▶ What the task asks: According to the training blog below, how many days do the writer's feet have left to heal before the marathon, as stated in the September 22 post?

▶ Given text:
Monday, September 29, 2008

Update...Still No Running

I'm biking like crazy, but I haven't run in some time.

The bones in my feet are still sore, so I'm not running. Bones. Baaah.

OMNI Physical Therapy is doing everything in their power to get me ready to run the Marathon. They're blasting the area with ultrasound, a massage therapist is working on the muscle around the bone, etc.

When it comes down to it its a race against time. How quickly can my feet heal?

If I can run the race, I don't think I'm going to do too fantastic. I haven't run more than a couple miles since the beginning of September. I'll just have to run it slow. But at least I'll be able to finish it...hopefully.

Monday, September 22, 2008

No More Training For Me

I've given my feet weeks to heal, and it's clear that they need more time.

I've been running extremely lightly (2-3 miles 10 min/mile pace) every other day and the results are pretty consistent- I run, and the pain worsens. I even tried running on grass and dirt trails to see if it would make a difference, but no dice.

At this point I don't know what's up with my feet, but I feel I can't train anymore. I'm not willing to risk permanent injury. I still plan to run the marathon, but I'm not going to be in the kind of shape I'd like to be in when I run it.

Hopefully my feet are completely healed by then. They've got 19 days.

Until then, I'll be doing a lot of biking. It's not nearly the same thing, but at least it gets the heart going.

Thursday, September 18, 2008

Running...a little

At the advice of OMNI physical therapy I'm running again, but I'm taking it easy. After some warm up biking I ran about three miles this morning at a slow pace. By the end there was pain in my foot, but not severe. It was just sort of a vague ache. I hope it's healing up.

▶ Dataset entries:
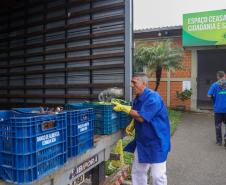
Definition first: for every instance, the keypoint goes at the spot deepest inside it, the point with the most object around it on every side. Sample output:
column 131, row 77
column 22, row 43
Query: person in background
column 152, row 133
column 217, row 92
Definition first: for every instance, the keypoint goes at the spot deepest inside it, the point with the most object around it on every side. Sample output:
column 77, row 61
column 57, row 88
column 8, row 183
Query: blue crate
column 75, row 140
column 76, row 129
column 30, row 109
column 106, row 129
column 25, row 161
column 27, row 133
column 31, row 145
column 124, row 120
column 79, row 116
column 26, row 176
column 81, row 148
column 106, row 119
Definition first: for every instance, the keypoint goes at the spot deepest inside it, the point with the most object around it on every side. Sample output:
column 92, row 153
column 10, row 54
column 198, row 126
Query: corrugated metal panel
column 76, row 46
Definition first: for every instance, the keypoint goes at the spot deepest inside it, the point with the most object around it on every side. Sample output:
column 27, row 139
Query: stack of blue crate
column 107, row 121
column 80, row 131
column 31, row 145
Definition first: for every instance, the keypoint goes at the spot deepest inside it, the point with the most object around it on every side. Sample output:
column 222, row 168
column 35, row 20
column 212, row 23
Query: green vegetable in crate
column 108, row 94
column 130, row 128
column 119, row 107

▶ Reply to the task: 19 days.